● WORK INSTRUCTION:
Among the entries below, find the lines that hold the word "white" and report them.
+ + + + + + +
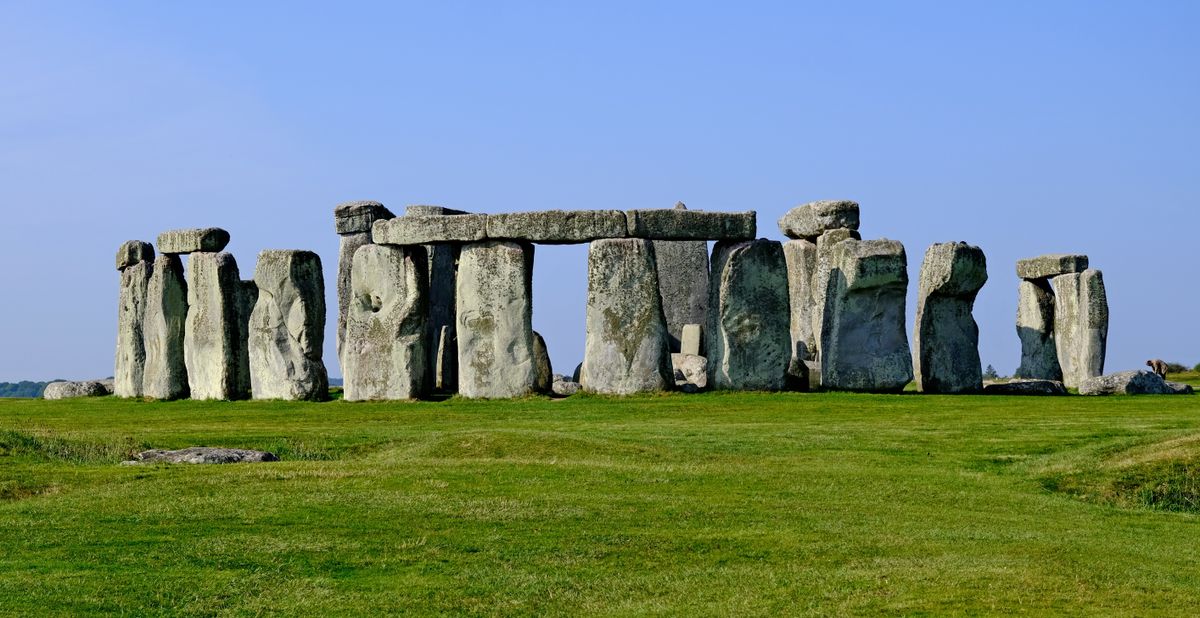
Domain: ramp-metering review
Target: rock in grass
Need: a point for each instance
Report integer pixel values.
(946, 336)
(747, 341)
(1137, 382)
(202, 455)
(192, 240)
(864, 346)
(495, 319)
(384, 354)
(287, 328)
(1025, 387)
(627, 349)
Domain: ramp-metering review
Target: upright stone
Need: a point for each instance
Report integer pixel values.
(863, 340)
(495, 319)
(1080, 325)
(748, 335)
(802, 267)
(1035, 327)
(131, 352)
(627, 349)
(211, 341)
(682, 268)
(385, 339)
(287, 328)
(947, 337)
(166, 373)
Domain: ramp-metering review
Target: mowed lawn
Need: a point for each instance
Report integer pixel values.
(724, 504)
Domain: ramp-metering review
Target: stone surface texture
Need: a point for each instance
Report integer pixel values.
(165, 376)
(1137, 382)
(864, 346)
(192, 240)
(495, 319)
(627, 348)
(287, 328)
(133, 251)
(385, 336)
(131, 352)
(1080, 325)
(946, 337)
(748, 336)
(1050, 265)
(357, 217)
(1035, 327)
(809, 221)
(214, 343)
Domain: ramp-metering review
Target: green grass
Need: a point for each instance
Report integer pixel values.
(709, 504)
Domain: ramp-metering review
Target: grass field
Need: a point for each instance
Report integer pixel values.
(707, 504)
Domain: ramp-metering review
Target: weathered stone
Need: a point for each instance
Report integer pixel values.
(287, 328)
(131, 352)
(565, 388)
(385, 339)
(747, 339)
(1080, 325)
(1025, 387)
(809, 221)
(627, 348)
(946, 336)
(445, 364)
(1050, 265)
(411, 229)
(213, 340)
(202, 455)
(682, 267)
(165, 376)
(1035, 327)
(802, 267)
(192, 240)
(693, 335)
(357, 217)
(495, 319)
(66, 390)
(132, 252)
(863, 341)
(1137, 382)
(544, 373)
(557, 227)
(694, 369)
(347, 245)
(825, 244)
(679, 223)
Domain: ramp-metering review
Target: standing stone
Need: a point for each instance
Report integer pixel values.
(863, 340)
(1035, 327)
(131, 352)
(544, 372)
(495, 319)
(385, 339)
(1080, 325)
(287, 328)
(682, 269)
(211, 334)
(748, 335)
(825, 243)
(946, 336)
(627, 348)
(166, 373)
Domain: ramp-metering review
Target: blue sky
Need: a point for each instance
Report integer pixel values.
(1023, 127)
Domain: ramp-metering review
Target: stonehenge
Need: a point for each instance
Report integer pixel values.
(946, 337)
(1062, 318)
(441, 300)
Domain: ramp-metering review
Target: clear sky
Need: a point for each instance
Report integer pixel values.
(1024, 127)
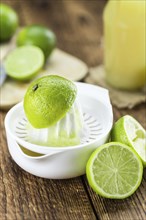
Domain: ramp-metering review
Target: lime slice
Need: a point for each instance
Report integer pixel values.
(48, 99)
(114, 171)
(128, 131)
(24, 62)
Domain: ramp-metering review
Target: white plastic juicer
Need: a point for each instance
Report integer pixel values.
(61, 162)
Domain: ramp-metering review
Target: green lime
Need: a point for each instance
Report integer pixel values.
(39, 36)
(114, 171)
(48, 99)
(8, 22)
(128, 131)
(24, 62)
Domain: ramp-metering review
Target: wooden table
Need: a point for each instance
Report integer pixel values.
(78, 26)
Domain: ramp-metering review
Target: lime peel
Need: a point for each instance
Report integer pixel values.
(118, 174)
(129, 131)
(48, 99)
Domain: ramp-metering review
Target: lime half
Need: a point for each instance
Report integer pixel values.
(48, 99)
(128, 131)
(24, 62)
(114, 171)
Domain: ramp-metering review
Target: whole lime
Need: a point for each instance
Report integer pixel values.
(8, 22)
(48, 99)
(39, 36)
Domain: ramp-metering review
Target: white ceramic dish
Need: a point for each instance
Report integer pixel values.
(63, 162)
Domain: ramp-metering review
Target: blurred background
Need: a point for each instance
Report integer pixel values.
(77, 24)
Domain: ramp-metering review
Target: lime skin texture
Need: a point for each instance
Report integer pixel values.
(48, 99)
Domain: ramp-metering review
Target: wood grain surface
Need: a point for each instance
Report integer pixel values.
(78, 26)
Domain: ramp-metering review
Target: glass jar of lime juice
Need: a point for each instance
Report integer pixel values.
(125, 43)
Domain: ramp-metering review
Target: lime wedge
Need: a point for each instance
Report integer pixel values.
(24, 62)
(114, 171)
(48, 99)
(128, 131)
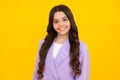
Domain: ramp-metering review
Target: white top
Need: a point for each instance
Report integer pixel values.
(56, 48)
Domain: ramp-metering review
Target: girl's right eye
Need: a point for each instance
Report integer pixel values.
(55, 21)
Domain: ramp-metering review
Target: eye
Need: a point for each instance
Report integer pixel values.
(55, 21)
(65, 19)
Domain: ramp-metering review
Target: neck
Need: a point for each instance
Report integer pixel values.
(60, 39)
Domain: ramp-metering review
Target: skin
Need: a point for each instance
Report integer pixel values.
(61, 25)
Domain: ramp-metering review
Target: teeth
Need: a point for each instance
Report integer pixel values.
(62, 29)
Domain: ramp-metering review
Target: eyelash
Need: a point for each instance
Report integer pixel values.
(63, 20)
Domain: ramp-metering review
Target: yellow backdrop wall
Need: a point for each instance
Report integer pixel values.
(23, 23)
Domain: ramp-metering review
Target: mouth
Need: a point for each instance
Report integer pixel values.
(62, 29)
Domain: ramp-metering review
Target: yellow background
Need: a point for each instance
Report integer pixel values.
(23, 23)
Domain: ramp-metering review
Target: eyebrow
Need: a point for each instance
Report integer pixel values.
(58, 19)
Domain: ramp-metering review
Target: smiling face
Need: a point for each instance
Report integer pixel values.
(61, 23)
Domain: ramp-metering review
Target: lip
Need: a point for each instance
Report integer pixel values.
(62, 29)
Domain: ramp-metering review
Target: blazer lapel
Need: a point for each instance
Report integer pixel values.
(63, 53)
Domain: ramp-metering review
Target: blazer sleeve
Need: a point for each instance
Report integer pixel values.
(37, 61)
(84, 62)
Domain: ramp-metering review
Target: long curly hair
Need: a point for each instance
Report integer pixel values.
(73, 40)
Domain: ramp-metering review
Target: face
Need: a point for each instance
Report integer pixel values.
(61, 23)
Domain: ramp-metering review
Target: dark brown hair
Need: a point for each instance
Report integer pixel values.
(73, 40)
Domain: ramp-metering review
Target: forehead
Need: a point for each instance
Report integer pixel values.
(59, 15)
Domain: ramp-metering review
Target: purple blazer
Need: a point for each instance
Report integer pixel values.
(59, 68)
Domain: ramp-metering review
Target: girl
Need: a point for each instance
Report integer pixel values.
(62, 56)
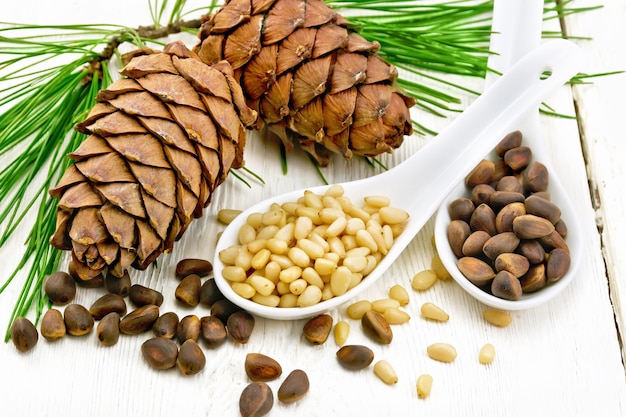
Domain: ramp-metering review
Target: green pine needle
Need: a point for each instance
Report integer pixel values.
(41, 99)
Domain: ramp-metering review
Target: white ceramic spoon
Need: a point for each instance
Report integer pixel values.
(419, 184)
(517, 30)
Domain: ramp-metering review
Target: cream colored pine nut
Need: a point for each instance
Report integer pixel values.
(329, 215)
(396, 316)
(423, 280)
(357, 309)
(365, 239)
(324, 266)
(371, 210)
(267, 232)
(385, 372)
(317, 238)
(267, 300)
(334, 190)
(497, 318)
(298, 257)
(288, 301)
(341, 332)
(320, 229)
(290, 274)
(243, 289)
(487, 354)
(311, 276)
(371, 264)
(331, 202)
(437, 266)
(333, 257)
(393, 215)
(234, 273)
(358, 213)
(272, 271)
(377, 236)
(298, 286)
(424, 385)
(255, 220)
(433, 312)
(387, 236)
(310, 296)
(261, 284)
(273, 217)
(260, 259)
(310, 212)
(340, 280)
(244, 258)
(442, 352)
(277, 246)
(355, 280)
(256, 245)
(353, 225)
(344, 202)
(397, 229)
(349, 242)
(312, 249)
(229, 255)
(327, 292)
(227, 215)
(313, 200)
(302, 228)
(290, 207)
(355, 263)
(286, 233)
(383, 304)
(337, 227)
(282, 287)
(282, 260)
(399, 293)
(358, 251)
(246, 234)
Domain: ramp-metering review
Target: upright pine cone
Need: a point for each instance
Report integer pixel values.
(309, 76)
(160, 141)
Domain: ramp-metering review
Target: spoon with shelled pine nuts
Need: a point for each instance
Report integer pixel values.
(439, 166)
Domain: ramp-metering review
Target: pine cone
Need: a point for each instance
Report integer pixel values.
(160, 141)
(309, 76)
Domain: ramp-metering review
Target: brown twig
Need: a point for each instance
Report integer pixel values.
(146, 32)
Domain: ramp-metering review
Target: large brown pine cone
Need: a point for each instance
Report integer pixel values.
(160, 141)
(309, 76)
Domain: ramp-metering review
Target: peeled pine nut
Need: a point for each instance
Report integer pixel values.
(440, 270)
(487, 354)
(383, 304)
(423, 280)
(396, 316)
(497, 318)
(424, 385)
(433, 312)
(356, 310)
(335, 241)
(442, 352)
(397, 292)
(341, 332)
(385, 372)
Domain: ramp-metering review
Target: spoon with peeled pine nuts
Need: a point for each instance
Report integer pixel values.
(440, 166)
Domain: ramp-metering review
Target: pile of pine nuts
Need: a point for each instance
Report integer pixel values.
(311, 250)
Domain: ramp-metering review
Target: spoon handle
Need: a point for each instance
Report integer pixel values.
(443, 162)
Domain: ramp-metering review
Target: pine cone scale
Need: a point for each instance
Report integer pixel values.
(288, 54)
+ + + + + + +
● TASK RESULT:
Target: white plastic juicer
Target: white ceramic dish
Target: white top
Target: white ceramic spoon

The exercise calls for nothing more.